All the watercraft teeming with people and goods, the lake itself teemiing with fish and shellfish, the streets packed  shoppers and sailors, the hustle and bustle. All that lives on only in Saga Sensei`s books.  Drifting peacefully on the lakes still waters with only a handful of other boats in sight, all recreational, really drove home the sense of MUJOー ( 無常), the fleeting nature of all things.

The city of Tsuchiura, as seen from far out on the lake. Mt. Tsukuba looms in the background

The marina staff was extremely kind and they patiently helped out anyone who wanted to try out the canoes, kayaks or sailboats.

They will hold similar events 3 more times this year:

On Children`s Day- May 5th

Sea Day ( Umi no Hi)- in July

and  Sports Day ( Tai iku no Hi)- in October

If you would like to get a feel of what its like to get on the lake-  these days will provide the perfect chance.

The marina itself is also interesting in itself, as it is used by various groups to store their boats- the Kasumigaura High School Yachting Club, for example, which has developed many of Japan`s Olympic sailors, trains there.

One very strange thing for me at the marina, was the rarity having  a pleasant Lake Kasumigaura experience. It was nice to see so much bird-life freely enjoying the lake- since I have spent many hours freeing these same species from the nets which make the shores of Kasumigaura, at the villages of Okijuku and Tamura a veritable execution grounds for birds.

.

Here are some photos of past DEZOME in Tsukuba:

http://www.city.tsuchiura.lg.jp/index.php?code=2546

The Lacus Marina`s Website is here:

www.lacusmarina.com

An old photo showing the TSU UN MARU (通運丸)- the steam ship which once dominated  the trade of carrying passengers and cargo around Kasumigaura (in the early 20th century)

An old photo showing the TSU UN MARU (通運丸)- the steam ship which once dominated the trade of carrying passengers and cargo around Kasumigaura (in the early 20th century)

 

An old photo of the Yamaguchi Port (in Tsuchiura)

An old photo of the Yamaguchi Port (in Tsuchiura)

 



3 Comments

  • alice says:

    Is omochi nage a New Year event in Tsukuba? I’ve yet to see dezome. It must have drawn a large crowd every year.

  • Mamoru Shimizu says:

    Avi-san
    You are lucky to find Harbor-Biraki at Tsuchiura, nice review about water-root Edo-Tokyo until recently, I hope someone will think about cruise from Tsuchiura through Kasumigaura to Nihonbashi, even somewhere we should use bus or other transportation. It might be cruise for intelligent adults with knowledge and time.

*SUPPLIED INFORMATION*
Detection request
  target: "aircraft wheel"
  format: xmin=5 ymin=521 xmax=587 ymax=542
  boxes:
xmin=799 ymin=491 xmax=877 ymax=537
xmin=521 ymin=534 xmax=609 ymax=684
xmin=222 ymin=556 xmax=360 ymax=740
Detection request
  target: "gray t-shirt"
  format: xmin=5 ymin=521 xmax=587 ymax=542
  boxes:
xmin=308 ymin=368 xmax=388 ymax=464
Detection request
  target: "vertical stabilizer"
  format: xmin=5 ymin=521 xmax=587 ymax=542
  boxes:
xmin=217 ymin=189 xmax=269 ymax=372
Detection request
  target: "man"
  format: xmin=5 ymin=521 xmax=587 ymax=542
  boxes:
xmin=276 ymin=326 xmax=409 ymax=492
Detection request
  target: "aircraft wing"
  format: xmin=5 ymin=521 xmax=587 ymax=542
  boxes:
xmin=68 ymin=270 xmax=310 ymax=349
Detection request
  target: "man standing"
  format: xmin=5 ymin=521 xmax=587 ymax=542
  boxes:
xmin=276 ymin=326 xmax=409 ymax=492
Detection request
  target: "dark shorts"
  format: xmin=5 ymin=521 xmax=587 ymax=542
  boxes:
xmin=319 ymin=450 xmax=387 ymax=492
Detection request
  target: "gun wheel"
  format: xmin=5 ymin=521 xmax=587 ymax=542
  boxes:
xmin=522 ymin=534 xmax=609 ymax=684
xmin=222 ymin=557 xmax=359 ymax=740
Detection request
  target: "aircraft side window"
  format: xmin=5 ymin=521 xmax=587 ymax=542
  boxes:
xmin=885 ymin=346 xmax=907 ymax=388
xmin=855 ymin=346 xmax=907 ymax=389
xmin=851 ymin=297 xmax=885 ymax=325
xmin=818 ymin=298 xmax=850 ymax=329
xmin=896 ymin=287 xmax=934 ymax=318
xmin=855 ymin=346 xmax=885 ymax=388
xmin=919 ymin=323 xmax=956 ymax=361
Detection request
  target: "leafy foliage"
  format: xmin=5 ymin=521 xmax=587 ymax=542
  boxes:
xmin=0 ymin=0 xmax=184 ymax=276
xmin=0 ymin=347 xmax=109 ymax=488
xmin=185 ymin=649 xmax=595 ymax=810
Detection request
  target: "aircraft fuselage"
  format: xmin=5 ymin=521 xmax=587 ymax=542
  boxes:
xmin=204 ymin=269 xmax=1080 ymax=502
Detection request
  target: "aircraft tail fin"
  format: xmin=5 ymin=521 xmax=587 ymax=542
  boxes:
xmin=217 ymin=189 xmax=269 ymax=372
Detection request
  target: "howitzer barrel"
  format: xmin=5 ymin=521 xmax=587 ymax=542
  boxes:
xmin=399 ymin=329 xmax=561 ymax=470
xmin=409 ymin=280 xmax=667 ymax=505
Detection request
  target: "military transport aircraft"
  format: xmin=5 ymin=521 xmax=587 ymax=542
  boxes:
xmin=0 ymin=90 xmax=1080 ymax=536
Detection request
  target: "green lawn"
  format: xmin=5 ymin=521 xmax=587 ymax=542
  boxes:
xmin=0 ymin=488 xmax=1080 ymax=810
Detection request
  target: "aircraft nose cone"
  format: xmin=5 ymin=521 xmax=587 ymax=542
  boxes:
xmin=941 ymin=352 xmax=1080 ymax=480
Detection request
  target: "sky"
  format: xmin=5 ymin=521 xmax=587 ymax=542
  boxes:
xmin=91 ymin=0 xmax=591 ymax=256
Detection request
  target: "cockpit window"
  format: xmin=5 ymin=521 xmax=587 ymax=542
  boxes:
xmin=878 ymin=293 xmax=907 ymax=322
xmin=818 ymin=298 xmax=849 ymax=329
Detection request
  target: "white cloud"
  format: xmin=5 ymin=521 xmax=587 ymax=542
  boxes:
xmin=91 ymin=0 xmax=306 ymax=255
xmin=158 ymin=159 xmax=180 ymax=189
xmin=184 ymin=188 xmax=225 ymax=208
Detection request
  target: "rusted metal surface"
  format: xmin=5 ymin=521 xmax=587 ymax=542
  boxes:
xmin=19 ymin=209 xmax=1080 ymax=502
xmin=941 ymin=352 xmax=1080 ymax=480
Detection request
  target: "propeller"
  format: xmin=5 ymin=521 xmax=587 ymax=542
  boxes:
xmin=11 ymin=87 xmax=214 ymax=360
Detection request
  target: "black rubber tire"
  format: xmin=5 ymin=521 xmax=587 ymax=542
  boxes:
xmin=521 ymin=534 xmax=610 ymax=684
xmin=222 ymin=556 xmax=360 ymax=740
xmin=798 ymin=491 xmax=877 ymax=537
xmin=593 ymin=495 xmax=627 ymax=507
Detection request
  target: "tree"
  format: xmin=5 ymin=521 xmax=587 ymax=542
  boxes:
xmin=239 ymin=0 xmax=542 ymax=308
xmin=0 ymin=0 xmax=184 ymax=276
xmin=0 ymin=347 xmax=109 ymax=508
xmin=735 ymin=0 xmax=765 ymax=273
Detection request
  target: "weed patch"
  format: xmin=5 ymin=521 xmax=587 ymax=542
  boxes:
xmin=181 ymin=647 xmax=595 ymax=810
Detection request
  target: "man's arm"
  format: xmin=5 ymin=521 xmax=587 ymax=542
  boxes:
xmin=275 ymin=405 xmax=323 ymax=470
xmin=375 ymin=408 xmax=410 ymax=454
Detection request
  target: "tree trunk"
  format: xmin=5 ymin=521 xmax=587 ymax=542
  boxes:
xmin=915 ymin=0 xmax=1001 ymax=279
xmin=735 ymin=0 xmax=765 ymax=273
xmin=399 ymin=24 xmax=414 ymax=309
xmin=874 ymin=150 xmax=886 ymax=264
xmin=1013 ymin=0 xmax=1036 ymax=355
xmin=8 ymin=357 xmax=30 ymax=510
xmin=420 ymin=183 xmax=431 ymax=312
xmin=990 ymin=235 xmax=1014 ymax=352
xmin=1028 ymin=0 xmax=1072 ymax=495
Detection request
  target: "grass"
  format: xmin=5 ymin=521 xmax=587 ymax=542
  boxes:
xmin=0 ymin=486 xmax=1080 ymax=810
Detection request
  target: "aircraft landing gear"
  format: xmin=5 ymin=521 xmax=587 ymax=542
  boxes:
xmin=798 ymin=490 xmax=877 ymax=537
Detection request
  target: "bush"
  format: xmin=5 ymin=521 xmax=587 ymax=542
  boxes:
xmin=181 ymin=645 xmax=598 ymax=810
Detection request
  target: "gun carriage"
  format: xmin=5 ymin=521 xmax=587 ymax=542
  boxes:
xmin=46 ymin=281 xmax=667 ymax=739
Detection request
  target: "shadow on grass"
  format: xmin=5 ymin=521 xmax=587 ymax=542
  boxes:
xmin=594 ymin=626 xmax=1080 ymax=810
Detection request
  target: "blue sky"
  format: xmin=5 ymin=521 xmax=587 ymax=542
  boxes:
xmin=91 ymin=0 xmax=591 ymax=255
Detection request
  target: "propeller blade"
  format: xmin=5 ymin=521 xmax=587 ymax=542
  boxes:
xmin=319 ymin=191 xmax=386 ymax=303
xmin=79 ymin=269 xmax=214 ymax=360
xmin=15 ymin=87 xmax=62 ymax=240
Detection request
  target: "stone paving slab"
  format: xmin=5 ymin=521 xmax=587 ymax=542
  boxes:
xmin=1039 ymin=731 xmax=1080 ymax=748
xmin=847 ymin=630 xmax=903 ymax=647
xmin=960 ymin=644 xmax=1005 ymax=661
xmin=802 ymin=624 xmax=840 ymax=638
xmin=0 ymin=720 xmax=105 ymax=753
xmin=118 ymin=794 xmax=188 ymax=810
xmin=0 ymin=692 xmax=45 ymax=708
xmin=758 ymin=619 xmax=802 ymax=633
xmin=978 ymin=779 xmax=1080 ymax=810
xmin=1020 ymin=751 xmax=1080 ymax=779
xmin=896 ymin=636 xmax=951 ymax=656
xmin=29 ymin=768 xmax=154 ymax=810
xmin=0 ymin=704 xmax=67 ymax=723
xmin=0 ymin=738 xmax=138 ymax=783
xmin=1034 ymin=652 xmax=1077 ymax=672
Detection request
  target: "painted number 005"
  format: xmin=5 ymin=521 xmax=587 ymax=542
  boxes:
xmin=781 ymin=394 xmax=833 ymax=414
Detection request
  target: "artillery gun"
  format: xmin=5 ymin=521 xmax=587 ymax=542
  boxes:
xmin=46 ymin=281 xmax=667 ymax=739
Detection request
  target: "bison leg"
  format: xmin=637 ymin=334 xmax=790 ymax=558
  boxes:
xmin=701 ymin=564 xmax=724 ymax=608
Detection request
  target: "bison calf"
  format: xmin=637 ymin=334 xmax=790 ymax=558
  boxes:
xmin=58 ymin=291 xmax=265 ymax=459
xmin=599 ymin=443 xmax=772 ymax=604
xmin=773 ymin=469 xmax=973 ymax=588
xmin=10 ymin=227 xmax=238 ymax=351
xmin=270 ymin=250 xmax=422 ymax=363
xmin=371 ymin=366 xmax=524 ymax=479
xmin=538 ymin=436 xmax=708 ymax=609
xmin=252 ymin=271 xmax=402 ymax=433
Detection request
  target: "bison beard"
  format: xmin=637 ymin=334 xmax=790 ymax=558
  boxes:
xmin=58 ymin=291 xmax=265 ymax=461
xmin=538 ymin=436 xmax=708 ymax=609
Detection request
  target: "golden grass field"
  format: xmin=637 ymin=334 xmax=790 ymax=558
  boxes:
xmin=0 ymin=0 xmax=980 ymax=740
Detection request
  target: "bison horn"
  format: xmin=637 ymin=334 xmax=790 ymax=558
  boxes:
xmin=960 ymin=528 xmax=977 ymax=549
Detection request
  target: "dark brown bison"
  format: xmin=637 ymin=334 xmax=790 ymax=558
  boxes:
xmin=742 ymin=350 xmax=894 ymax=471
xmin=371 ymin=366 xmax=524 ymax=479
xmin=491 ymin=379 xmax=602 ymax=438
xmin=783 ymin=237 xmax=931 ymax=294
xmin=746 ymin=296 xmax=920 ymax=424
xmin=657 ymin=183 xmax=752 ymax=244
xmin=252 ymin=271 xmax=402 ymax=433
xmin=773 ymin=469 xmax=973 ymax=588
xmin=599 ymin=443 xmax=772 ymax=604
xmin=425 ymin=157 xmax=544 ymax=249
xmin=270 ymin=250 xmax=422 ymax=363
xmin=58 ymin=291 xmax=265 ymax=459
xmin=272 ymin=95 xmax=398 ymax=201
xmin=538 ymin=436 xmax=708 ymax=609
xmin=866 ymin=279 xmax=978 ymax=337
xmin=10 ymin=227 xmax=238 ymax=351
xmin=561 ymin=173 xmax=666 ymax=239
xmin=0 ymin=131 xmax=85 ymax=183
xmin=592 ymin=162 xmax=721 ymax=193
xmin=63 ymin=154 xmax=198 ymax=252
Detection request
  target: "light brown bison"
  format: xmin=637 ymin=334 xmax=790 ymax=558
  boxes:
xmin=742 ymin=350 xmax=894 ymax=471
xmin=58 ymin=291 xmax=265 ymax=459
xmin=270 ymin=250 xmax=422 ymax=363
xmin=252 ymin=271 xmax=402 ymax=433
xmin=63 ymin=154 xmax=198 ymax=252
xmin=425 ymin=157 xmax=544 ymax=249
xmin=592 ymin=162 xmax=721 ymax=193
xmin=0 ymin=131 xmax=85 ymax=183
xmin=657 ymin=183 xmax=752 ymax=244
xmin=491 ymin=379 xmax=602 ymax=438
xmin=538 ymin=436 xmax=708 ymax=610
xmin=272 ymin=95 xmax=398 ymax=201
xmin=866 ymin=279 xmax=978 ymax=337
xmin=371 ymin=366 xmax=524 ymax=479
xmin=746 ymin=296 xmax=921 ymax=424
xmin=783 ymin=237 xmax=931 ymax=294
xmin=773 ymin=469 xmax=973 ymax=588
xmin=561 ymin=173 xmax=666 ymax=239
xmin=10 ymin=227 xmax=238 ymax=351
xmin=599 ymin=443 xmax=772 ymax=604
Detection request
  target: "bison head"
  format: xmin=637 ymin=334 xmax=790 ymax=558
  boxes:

*THE PROBLEM*
Can you extend the blog post about the Tsuchiura marina and Lake Kasumigaura, starting right after its last sentence?

*ANSWER SECTION*
    This time I read your very impressive article last August about Yokaren-and WWⅡ, it was not an simple articles of usual Americans but a deep analysis from the high view point of Historian of man kind. May be many American people did not accept your view about the use of Atomic bombs on Hiroshima and Nagasaki. The big changes have occurred in Asia after WWⅡ,from colonies to independent countries. As you suggested almost all young Japanese scarcely know Japanese History from Meiji-era to WWⅡ,luck of time? not knowing how to teach? So they should learn by themselves, I think NHK-Taiga Drama “Sakanoue No Kumo” is very important Drama for many Japanese.
    History can teach us many reasons of Historical occurrences, and to stimulate to consider for future.

    My teacher in primary school 4-6 grade was graduate of Yokaren may be around 28 years old , he was somehow rough like threw chalks to boys who was chatting, using Soroban to strike naughty one’s heads. Even so he was liked because he liked swimming, hiking, skiing and took pupil to such outdoor activities, he is around 80 now, so he can not attend class-meeting. We always hope his good health.

    There was Navy-Air-squadron training field in Yatabe-area, now there are National-Agricultural Institutes. Yokaren were trainee-students, Those who were trained in Yatabe were Real Pilots of “OUKA=桜花”:a bonb stile aircraft go down from the big airplane.
    I remember there was high attitude photo taken from US-B29 just after the War, it was hang on the wall of Soya-shop near Arakawaoki station. I would like to visit that Shop near future whether the photo is still there or not.

  • alice says:

    Sorry, I was a bit late in wishing you a Happy New Year! All the best for this year, my friend!